Extrait du document
# # # # #

Publié le 01/01/2008 par Katia Bayer / Catégorie: Entrevue

Du 23 janvier au 3 février, le festival de Rotterdam tiendra sa trente-septième édition. Une semaine avant Berlin, cette plateforme du cinéma indépendant et contemporain présentera son propre regard sur les talents actuels et à venir, d’Europe et d’ailleurs. Pour évoquer ce festival de type A, rencontre avec Dicky Parlevliet, membre du comité de sélection des longs métrages et juré au dernier FIFF.

dicky parlevliet

C. : Comment as-tu été amenée à travailler pour le festival ?
Dicky Parlevliet : Pendant quelques années, j’ai vécu en France. Quand je suis revenue en Hollande, on m’a demandé de travailler pour la Fondation des Arts. Je collaborais à un festival international de poésie qui avait lieu pendant l’été à Rotterdam. J’accompagnais les poètes et je vérifiais les traductions des textes en français. À l’époque, le fondateur du festival de Rotterdam, Hubert Bals, m’a demandé de travailler pour lui. J’ai fait un peu de tout, dont la presse avant de devenir son assistante. Le festival n’était pas aussi grand que maintenant. Hubert menait sa propre sélection et moi, je l’aidais pour trouver des films. Il se rendait aux festivals de Cannes, de Venise et de Berlin. Pour le reste, j'organisais des projections privées dans chaque grande ville. On a été très proche dans le travail. Après sa disparition, en 88, différents directeurs se sont succédés et le festival a gagné en importance. Je me suis tournée vers la télévision en 1991 avant de revenir au festival en 2001 pour faire partie du comité de sélection des longs-métrages. 

 

C. : Quelle était la personnalité d'Hubert Bals ?
D.P. : Il avait une très grande personnalité et une très grande présence. Il soutenait toujours le cinéma d’auteur et aimait aussi provoquer. Par exemple, il n’a pas du tout aimé le film de Milos Forman sur Mozart. Par contre, il a montré Honour, Profit & Pleasure, un très beau petit film sur Haendel réalisé par une Anglaise, Anna Ambrose, la même année que le Forman. On n’a jamais montré de grands films américains, mais ça ne nous empêchait pas d’organiser des rétrospectives comme celle de Jonathan Demme : on a montré ses premiers pas au cinéma à travers des films qui n’ont jamais été présentés auparavant.

# # # # #

Données brutes
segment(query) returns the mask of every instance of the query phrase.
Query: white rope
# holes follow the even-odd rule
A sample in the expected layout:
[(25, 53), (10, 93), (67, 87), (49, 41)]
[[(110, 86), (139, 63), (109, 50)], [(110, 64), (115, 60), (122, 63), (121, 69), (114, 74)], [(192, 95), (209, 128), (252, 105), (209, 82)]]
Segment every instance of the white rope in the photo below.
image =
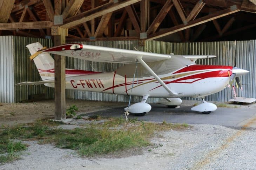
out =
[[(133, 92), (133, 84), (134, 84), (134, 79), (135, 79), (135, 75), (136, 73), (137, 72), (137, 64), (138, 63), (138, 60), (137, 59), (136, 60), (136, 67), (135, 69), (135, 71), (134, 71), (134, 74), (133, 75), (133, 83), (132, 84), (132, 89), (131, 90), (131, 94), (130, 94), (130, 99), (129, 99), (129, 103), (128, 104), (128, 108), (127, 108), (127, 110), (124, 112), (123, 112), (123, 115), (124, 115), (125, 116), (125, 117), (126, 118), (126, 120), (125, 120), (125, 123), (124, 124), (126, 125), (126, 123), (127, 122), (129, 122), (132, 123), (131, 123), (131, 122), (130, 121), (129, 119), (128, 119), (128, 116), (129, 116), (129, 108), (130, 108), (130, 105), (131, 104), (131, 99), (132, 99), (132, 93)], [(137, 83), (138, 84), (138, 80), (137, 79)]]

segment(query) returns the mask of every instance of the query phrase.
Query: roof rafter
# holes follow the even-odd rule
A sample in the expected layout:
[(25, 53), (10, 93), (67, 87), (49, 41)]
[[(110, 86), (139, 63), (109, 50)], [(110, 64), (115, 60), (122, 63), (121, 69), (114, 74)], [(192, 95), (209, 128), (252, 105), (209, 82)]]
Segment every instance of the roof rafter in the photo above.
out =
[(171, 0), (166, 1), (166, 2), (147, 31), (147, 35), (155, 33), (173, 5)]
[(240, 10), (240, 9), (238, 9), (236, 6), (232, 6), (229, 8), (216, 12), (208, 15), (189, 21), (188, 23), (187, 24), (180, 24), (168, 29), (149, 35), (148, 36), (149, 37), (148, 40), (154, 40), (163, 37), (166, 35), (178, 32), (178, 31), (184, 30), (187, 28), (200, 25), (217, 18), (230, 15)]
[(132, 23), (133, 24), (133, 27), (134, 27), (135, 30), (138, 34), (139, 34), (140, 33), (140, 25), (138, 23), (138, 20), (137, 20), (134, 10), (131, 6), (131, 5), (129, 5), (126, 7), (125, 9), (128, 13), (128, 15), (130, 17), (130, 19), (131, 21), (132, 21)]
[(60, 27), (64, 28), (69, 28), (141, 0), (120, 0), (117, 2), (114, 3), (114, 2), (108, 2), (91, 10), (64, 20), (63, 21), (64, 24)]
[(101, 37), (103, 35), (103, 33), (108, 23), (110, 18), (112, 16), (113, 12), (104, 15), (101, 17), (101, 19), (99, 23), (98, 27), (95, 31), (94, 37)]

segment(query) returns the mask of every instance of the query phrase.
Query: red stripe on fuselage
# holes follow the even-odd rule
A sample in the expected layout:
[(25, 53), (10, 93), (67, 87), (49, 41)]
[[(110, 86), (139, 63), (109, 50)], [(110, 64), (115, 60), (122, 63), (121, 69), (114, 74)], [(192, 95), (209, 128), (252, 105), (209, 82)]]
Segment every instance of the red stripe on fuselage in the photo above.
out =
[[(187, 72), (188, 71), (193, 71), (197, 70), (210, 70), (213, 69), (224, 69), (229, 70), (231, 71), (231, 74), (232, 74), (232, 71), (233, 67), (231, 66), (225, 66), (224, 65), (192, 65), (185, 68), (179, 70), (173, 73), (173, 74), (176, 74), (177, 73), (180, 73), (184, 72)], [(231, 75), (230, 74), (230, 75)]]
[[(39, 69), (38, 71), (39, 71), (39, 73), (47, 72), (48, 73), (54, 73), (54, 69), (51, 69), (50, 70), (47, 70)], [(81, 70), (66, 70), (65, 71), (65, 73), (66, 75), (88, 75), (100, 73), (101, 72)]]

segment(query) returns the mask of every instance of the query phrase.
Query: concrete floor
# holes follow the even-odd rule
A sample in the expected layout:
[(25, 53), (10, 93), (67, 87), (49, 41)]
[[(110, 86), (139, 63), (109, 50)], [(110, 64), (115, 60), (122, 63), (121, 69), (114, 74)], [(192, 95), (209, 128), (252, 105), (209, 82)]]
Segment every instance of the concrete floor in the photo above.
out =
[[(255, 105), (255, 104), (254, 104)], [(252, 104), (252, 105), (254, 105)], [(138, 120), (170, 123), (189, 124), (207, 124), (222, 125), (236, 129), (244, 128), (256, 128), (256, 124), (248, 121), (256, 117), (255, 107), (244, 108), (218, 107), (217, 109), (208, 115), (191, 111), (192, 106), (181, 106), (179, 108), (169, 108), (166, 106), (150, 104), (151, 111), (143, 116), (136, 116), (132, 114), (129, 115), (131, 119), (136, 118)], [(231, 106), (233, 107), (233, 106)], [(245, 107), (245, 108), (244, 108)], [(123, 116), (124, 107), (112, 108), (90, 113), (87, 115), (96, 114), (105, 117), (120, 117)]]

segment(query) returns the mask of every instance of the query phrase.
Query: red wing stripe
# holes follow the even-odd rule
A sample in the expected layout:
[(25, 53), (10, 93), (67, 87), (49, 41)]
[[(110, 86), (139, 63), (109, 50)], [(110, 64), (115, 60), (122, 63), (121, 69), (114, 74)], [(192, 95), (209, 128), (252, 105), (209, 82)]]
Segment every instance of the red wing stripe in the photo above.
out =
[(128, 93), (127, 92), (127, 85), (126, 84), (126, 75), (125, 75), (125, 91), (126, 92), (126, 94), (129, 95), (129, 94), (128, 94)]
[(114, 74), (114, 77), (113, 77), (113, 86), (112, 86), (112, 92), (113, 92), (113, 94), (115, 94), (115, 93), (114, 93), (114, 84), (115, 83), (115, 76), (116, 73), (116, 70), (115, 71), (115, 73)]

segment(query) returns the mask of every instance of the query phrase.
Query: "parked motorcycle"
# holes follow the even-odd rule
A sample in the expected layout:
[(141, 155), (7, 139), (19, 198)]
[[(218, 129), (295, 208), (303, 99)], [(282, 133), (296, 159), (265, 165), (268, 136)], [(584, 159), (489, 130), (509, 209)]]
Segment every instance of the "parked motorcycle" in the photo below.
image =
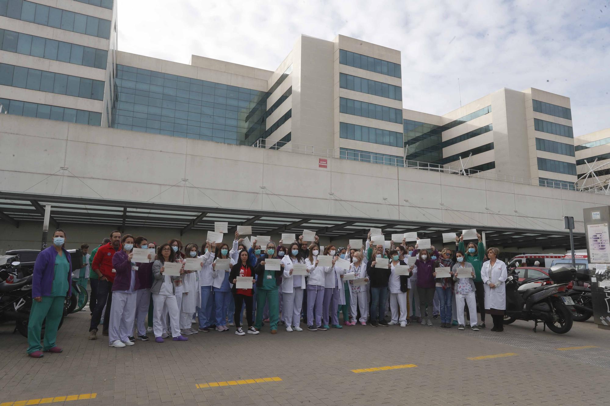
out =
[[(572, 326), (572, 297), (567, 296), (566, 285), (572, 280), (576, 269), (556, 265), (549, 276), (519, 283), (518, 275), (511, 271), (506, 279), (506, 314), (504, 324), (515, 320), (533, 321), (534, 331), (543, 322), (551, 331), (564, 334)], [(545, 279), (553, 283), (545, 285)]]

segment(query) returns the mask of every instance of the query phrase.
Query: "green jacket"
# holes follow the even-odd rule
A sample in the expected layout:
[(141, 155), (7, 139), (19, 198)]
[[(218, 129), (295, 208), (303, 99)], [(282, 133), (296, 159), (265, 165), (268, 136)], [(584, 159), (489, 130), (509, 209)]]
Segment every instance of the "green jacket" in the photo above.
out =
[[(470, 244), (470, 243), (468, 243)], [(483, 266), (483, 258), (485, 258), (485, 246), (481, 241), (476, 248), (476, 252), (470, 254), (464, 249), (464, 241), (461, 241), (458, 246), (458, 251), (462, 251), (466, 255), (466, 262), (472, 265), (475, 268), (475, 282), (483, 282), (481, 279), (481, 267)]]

# # # # #

D'après l'entretien, le festival ne montrait jamais de grands films américains. Expliquez pourquoi cela n'empêchait pas d'organiser la rétrospective consacrée à Jonathan Demme.

Réponse rédigée
La rétrospective ne présentait pas de grands films américains. Elle montrait les premiers pas de Jonathan Demme au cinéma, à travers des films qui n'avaient jamais été présentés auparavant.